YOUR ASSIGNMENT: Only the lines from the line containing "Task: point out each instance of the takeshita" to the end of the records, both included, belong in the answer, copied exactly.

[DATA TO EXAMINE]

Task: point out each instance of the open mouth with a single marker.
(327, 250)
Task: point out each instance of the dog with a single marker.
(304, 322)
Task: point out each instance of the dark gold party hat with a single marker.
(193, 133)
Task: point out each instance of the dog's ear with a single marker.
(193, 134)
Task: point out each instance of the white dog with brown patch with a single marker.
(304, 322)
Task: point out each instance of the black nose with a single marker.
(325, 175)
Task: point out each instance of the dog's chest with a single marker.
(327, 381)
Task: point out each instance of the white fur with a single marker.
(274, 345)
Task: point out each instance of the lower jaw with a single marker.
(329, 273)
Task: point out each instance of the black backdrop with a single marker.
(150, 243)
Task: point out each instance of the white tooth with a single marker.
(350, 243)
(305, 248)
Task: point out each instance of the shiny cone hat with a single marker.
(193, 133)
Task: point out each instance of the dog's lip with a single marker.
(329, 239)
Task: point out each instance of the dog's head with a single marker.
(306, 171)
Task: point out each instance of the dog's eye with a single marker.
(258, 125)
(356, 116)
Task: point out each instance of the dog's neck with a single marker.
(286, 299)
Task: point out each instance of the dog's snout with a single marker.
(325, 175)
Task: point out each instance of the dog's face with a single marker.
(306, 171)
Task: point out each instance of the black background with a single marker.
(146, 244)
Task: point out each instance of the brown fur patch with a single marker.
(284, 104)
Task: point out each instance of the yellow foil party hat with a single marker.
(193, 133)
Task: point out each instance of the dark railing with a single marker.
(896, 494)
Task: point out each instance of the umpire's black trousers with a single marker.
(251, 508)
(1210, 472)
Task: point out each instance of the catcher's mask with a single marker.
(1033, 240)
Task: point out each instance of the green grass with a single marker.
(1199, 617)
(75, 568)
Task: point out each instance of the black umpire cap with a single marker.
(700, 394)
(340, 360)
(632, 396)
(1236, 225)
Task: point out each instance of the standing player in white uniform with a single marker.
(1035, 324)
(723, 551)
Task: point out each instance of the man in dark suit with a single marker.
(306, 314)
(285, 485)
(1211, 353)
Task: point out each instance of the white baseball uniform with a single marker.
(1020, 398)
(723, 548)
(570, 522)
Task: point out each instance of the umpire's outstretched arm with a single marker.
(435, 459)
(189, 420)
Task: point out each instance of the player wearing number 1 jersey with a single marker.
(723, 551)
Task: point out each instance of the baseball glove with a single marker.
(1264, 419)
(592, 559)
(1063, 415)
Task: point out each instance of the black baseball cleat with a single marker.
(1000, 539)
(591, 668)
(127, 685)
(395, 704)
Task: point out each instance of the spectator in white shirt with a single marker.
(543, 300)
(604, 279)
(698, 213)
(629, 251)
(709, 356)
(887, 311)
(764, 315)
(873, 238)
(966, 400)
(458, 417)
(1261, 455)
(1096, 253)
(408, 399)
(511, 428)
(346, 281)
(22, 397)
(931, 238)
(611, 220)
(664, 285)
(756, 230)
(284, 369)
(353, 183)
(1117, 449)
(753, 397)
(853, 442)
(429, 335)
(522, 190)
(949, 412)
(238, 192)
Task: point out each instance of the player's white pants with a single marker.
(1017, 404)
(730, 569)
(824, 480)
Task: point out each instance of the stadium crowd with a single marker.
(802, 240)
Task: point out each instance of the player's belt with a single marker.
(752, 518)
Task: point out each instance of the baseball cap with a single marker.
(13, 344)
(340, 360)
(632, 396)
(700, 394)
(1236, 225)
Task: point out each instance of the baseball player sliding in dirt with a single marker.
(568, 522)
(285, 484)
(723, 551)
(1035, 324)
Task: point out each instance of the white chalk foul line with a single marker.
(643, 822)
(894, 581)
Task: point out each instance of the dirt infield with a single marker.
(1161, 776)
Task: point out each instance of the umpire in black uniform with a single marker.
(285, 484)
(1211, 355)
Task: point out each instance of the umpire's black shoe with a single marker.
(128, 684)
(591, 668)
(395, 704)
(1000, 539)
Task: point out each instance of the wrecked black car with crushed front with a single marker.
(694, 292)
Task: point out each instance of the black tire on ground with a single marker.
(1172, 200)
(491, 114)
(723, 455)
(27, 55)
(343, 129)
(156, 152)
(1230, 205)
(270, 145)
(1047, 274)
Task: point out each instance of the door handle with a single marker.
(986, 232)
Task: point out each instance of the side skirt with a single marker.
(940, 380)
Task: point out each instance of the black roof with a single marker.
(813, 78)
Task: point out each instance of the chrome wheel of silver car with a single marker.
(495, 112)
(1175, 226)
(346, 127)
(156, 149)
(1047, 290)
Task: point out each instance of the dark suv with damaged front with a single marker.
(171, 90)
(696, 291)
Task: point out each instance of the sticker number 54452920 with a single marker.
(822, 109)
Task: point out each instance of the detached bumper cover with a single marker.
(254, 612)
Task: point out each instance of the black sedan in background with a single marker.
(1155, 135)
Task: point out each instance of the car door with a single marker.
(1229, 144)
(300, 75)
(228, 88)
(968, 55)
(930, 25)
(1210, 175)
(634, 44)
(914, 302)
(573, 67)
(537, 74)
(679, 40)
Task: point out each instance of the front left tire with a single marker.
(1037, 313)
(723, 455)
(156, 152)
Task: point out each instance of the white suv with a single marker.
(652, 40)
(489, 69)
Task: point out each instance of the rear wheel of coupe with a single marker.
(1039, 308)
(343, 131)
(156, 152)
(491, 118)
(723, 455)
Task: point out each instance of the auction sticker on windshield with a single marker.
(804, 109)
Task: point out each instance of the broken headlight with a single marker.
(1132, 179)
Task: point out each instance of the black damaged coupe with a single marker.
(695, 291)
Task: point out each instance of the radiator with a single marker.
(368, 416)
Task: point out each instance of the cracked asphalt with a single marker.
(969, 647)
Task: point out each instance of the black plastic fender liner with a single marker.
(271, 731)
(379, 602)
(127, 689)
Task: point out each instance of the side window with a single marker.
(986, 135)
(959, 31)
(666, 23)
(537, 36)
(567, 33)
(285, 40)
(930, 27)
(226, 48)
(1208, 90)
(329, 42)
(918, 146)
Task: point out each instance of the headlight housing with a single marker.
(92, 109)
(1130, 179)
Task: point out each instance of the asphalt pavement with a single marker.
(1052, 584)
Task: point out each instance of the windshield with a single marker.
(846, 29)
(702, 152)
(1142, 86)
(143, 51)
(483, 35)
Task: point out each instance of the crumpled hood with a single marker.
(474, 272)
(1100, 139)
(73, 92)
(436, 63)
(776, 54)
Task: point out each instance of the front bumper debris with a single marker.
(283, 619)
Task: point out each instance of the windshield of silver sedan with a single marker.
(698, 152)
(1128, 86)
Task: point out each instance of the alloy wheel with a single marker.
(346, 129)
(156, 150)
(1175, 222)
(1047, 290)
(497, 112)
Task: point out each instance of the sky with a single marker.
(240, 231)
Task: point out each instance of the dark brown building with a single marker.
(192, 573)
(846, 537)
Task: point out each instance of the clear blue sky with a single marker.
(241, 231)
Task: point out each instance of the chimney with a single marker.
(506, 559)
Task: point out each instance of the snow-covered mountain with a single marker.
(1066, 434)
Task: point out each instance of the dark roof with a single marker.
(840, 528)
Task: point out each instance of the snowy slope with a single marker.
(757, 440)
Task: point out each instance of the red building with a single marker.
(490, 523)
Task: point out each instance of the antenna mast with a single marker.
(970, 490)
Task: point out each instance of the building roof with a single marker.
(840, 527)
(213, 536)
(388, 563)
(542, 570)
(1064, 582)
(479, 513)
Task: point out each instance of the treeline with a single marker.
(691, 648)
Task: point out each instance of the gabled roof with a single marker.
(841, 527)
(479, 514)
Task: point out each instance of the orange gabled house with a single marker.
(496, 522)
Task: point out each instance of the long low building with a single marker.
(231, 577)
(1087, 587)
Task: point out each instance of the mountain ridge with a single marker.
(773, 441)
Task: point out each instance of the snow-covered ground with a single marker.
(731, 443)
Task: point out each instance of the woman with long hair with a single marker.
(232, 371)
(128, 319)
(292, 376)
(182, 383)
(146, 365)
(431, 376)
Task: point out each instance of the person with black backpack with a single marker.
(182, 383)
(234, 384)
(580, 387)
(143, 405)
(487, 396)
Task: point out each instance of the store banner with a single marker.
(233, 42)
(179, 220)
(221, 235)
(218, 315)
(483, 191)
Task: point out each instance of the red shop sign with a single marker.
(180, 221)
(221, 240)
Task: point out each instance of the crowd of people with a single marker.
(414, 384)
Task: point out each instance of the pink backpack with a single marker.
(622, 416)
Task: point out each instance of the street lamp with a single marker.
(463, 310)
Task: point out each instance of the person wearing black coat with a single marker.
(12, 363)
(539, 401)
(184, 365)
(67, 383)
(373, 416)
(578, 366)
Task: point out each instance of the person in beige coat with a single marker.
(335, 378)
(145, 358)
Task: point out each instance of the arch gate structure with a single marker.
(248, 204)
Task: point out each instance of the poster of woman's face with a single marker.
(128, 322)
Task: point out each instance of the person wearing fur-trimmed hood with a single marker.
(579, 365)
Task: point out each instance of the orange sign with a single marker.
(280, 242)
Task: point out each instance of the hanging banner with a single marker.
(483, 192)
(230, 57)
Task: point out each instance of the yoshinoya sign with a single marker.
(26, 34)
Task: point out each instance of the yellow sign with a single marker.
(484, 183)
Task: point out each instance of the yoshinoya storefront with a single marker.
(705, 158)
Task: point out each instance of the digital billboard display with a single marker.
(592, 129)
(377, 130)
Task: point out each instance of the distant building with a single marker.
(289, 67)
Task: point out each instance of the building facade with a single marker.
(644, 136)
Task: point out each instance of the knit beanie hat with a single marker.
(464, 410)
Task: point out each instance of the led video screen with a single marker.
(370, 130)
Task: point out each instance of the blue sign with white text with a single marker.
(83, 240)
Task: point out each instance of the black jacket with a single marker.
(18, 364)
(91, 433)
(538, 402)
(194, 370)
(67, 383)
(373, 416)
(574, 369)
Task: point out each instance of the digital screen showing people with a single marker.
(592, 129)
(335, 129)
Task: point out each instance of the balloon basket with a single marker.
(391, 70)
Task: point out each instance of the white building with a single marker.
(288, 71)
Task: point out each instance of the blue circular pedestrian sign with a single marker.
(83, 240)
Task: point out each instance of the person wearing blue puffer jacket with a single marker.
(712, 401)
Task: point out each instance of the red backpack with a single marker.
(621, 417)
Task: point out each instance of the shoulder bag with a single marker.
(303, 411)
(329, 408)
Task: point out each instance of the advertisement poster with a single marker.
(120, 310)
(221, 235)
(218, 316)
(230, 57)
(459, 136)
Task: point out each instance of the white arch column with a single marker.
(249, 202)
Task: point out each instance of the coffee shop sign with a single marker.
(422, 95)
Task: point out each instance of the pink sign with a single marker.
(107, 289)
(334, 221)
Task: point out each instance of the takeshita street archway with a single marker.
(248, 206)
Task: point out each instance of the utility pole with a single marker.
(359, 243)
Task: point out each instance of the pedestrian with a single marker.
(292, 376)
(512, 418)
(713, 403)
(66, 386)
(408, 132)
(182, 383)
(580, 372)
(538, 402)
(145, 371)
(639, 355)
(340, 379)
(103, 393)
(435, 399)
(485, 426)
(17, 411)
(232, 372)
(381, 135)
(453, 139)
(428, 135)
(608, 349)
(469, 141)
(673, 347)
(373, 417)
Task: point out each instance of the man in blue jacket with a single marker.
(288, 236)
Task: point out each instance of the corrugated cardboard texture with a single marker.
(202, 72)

[/DATA TO EXAMINE]

YOUR SOLUTION:
Task: point out each instance of the takeshita street archway with a single marker.
(248, 206)
Task: point out each instance of the utility pole with a single marker.
(359, 243)
Task: point out each instance of the pedestrian with a single marker.
(292, 376)
(512, 418)
(713, 403)
(66, 386)
(408, 132)
(182, 383)
(580, 372)
(538, 402)
(145, 371)
(639, 355)
(340, 379)
(103, 393)
(435, 399)
(485, 426)
(17, 411)
(232, 372)
(381, 135)
(453, 139)
(428, 135)
(608, 349)
(469, 141)
(673, 347)
(373, 417)
Task: point out each instance of the man in blue jacket with a single marker.
(288, 236)
Task: point out each instance of the corrugated cardboard texture with a single marker.
(202, 72)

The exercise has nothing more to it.